▶ **Work item**: Scan the entries below. List each line with "cookie".

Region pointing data
- - - - -

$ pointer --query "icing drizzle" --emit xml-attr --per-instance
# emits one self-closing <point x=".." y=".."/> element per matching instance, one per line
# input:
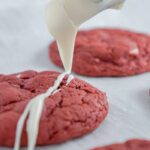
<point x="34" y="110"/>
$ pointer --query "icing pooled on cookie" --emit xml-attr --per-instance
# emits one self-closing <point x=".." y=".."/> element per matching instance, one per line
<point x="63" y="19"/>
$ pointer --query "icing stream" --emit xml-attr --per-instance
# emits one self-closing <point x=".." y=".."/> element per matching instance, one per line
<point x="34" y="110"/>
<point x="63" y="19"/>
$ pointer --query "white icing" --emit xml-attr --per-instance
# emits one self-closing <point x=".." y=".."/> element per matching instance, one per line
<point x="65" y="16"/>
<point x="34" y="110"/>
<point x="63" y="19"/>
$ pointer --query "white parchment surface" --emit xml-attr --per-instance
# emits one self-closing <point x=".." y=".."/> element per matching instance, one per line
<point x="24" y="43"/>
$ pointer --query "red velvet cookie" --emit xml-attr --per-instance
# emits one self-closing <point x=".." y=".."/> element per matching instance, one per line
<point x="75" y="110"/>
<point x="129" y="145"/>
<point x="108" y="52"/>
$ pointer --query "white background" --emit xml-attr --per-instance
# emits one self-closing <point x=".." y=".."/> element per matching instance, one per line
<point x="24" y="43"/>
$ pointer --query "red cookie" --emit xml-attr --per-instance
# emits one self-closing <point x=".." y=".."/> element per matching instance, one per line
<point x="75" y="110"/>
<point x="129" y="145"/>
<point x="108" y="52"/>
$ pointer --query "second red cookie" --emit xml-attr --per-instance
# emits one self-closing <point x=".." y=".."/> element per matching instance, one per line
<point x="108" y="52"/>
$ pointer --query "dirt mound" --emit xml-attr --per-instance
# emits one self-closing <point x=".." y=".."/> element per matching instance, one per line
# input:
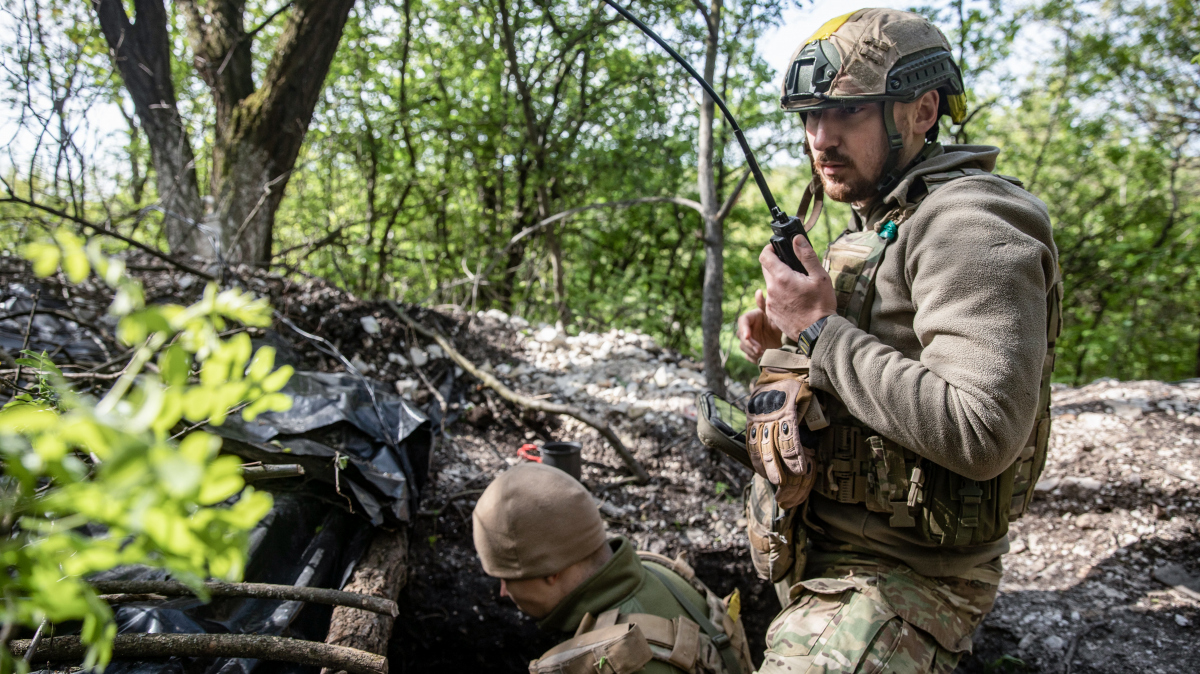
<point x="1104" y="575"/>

- - - - -

▶ **Solution to the exercise**:
$ pointer --query "icing pooled on cookie" --emit xml-attr --per-instance
$ pointer --query "red velvet cookie" --emit xml-attr --per-instance
$ pointer --query "red cookie" --emit xml-attr --per-instance
$ pointer --query "second red cookie" --emit xml-attr --per-instance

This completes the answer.